§ **Text**
New York Times
March 8, 2012
by Meyrav Wurmser
For decades, Israel has demonstrated that it conceives of and uses its nuclear program responsibly to deter its enemies, and it never caused Egypt, Jordan or Saudi Arabia to seek a nuclear program.
In contrast, Iran has consistently portrayed its program as an offensive agent of Israel's annihilation, as the widow of one nuclear scientist recently assassinated made clear. Since Iran's program existentially threatens Israel, Israel must possess the means to deter or defeat the realization of that threat. Nowhere is this difference between Israel's and Iran's programs highlighted more than by Saudi officials who have stated Iran's, not Israel's, program is the red line which provokes Riyadh's quest for nuclear weapons.
Nor would an Israeli offer of disarmament defuse tensions. Iran maintains that only threats and violence cower Israel. An Israeli attempt to seduce Tehran into surrendering its ambitions by accepting regional disarmament would only confirm Iran's belief that its belligerence and aggressive behavior toward Israel achieved what no other leaders could. So, rather than moderate Tehran's ambition, it would reward Iran's aggression, confirm its strategy of threats, and encourage it to accelerate.
Regarding the regional proliferation environment, Israel's nuclear program is only one of the problems with weapons of mass destruction. Israel has long accepted the idea of a W.M.D.-free zone, but only linked to solidly verifiable agreements on biological weapons, which are incapable of being verifiably controlled. For Israel to disarm without an effective biological control regime is to leave Israel asymmetrically vulnerable to a W.M.D. attack.
Israel relies on its ultimate weapon to guarantee its numerical inferiority will not translate into destruction – very much like numerically inferior NATO forces refused to sign away their rights on first-use of nuclear weapons to guarantee Warsaw Pact armies could not translate their numerical superiority into victory.
The West has anchored its vision of Arab-Israeli peace to land-for-peace. As Israel withdraws from territories, it surrenders security and strategic depth for which only strategic power – namely maintaining its nuclear arsenal – can compensate. Repeatedly, Israel's allies and neighbors traded acquiescence in its nuclear status for Jerusalem's strategic confidence and willingness to trade land for peace, which yielded, among other things, the Egyptian-Israeli peace treaty.
Meyrav Wurmser was formerly a Senior Fellow with Hudson Institute.

§ **Listed records**
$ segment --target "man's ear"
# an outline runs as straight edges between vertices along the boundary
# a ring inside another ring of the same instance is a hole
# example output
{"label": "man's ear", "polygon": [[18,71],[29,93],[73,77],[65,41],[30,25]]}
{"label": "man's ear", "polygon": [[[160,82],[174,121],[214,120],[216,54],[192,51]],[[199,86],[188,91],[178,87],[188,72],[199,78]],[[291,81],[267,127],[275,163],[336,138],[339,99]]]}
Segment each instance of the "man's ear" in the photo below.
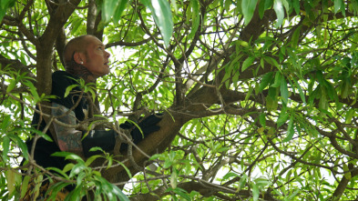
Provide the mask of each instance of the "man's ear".
{"label": "man's ear", "polygon": [[74,60],[76,63],[83,65],[86,63],[86,55],[83,53],[76,52],[74,55]]}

§ **Tasks**
**a.** According to the op-ed on Israel's nuclear program, why would an Israeli offer of regional disarmament fail to defuse tensions with Iran?
**b.** Print the part of the op-ed on Israel's nuclear program from "In contrast, Iran" up to and including "for nuclear weapons.".

§ **Exercise results**
**a.** Iran holds that only threats and violence cow Israel, so such an offer would confirm Iran's belief that its belligerence had achieved what no other leaders could. Instead of moderating Tehran's ambition, the offer would reward Iran's aggression, confirm its strategy of threats and encourage it to accelerate.

**b.**
In contrast, Iran has consistently portrayed its program as an offensive agent of Israel's annihilation, as the widow of one nuclear scientist recently assassinated made clear. Since Iran's program existentially threatens Israel, Israel must possess the means to deter or defeat the realization of that threat. Nowhere is this difference between Israel's and Iran's programs highlighted more than by Saudi officials who have stated Iran's, not Israel's, program is the red line which provokes Riyadh's quest for nuclear weapons.